** start PROVIDED DATA **

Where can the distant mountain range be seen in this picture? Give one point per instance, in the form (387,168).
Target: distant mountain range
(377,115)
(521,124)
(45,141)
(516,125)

** end PROVIDED DATA **

EXERCISE | Using the listing above, reproduce each line without omission.

FINISHED EXERCISE |
Where can the distant mountain range be seen in this picture? Give one point per instance, in the form (387,168).
Target: distant mountain range
(377,115)
(521,124)
(45,141)
(516,125)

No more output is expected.